● **TASK STATEMENT**
Collect every line in the records that contains the string "ceiling", and list each one in its original form.

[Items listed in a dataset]
****

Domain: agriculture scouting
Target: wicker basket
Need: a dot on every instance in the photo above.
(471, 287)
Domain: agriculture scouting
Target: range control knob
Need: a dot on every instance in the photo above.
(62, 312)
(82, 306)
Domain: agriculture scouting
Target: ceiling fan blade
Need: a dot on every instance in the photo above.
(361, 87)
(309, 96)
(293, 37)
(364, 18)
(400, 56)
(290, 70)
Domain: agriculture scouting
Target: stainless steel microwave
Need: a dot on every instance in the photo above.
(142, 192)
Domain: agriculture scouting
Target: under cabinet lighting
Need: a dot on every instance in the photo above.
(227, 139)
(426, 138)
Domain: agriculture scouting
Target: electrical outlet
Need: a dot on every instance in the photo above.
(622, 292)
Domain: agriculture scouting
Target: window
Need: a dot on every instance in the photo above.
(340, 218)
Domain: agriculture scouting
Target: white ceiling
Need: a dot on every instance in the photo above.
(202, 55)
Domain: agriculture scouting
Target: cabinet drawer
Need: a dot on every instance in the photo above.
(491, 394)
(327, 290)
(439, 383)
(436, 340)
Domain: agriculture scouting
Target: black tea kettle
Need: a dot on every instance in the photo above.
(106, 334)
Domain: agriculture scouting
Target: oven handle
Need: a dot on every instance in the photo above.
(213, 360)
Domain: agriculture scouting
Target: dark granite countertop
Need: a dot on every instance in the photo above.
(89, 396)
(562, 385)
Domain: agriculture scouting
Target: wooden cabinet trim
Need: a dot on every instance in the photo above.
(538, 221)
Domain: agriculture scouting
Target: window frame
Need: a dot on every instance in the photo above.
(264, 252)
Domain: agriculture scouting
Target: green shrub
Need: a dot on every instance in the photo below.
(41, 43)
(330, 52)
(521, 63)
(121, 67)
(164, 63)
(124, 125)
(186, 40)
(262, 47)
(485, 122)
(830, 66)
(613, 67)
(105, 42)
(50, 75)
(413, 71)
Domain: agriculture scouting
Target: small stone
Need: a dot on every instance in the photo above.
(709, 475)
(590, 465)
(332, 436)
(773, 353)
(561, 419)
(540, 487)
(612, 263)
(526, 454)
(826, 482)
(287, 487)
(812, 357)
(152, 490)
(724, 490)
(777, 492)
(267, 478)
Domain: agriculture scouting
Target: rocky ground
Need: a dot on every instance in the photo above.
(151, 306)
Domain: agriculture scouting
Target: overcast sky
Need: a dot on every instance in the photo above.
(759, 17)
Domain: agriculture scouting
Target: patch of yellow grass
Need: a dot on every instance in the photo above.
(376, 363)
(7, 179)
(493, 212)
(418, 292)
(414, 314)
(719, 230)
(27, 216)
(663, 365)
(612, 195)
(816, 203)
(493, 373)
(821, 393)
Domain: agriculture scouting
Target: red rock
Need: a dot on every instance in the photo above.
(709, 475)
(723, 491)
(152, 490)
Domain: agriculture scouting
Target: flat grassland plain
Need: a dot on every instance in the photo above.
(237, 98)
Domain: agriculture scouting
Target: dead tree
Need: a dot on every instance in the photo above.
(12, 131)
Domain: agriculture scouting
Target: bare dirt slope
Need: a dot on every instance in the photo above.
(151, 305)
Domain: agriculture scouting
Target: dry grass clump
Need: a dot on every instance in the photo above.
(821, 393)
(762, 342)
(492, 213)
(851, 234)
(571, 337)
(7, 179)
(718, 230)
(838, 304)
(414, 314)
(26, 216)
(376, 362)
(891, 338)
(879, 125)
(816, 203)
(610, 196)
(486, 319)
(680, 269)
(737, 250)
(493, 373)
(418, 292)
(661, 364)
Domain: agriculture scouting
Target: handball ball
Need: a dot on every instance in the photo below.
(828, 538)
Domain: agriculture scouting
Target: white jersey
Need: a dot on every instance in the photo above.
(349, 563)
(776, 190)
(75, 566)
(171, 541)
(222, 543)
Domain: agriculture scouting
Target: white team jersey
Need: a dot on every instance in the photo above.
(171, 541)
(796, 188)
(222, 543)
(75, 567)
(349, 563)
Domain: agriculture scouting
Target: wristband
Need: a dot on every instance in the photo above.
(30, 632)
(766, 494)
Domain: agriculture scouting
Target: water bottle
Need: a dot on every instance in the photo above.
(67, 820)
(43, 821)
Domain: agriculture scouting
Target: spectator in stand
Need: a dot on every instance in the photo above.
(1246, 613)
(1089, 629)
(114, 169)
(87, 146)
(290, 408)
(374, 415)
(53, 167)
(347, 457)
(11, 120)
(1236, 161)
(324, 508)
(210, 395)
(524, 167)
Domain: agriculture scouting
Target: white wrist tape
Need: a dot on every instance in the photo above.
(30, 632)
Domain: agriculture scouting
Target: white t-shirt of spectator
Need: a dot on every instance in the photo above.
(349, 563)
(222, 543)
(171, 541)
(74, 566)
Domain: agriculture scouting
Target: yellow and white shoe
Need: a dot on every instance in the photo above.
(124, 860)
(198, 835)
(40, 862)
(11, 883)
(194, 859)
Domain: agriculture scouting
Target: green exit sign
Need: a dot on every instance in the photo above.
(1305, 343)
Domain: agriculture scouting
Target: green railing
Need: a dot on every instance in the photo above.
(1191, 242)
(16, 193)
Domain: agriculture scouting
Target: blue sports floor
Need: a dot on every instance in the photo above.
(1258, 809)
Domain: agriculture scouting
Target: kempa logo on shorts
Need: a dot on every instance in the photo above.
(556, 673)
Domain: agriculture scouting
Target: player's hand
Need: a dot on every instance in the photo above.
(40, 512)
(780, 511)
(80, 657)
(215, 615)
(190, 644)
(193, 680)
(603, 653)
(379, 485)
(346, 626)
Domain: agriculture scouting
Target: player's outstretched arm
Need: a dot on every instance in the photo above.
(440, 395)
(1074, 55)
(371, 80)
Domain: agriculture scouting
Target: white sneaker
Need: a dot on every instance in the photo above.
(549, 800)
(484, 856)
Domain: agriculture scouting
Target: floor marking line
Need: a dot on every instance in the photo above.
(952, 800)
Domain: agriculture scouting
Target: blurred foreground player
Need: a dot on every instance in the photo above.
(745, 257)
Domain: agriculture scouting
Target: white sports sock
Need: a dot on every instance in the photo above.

****

● **ANSWER FOR THIS EXERCISE**
Target: ceiling fan blade
Target: white ceiling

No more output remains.